Swap every "pixel coordinates" in the data below for "image coordinates" and give the lines back with nothing else altered.

## Stored records
*****

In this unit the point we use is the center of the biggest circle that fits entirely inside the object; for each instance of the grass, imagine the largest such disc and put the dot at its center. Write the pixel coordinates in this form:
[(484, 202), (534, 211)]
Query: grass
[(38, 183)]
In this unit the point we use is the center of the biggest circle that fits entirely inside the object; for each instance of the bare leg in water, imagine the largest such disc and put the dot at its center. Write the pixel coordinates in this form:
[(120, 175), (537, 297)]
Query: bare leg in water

*****

## Written answer
In this unit the point we use is the center of the biggest circle that fits entirely inside the object; for each instance of the grass, imagine the largest such disc and put the dot at its center. Write the image coordinates in this form:
[(484, 202), (534, 211)]
Query: grass
[(38, 183)]
In this unit the point we use is the center of the biggest circle that fits entirely inside the object; for each instance of the bare leg in water, imagine the largest such disc and put the dot at its center. Write the image coordinates in this form:
[(120, 175), (537, 297)]
Query: bare leg in water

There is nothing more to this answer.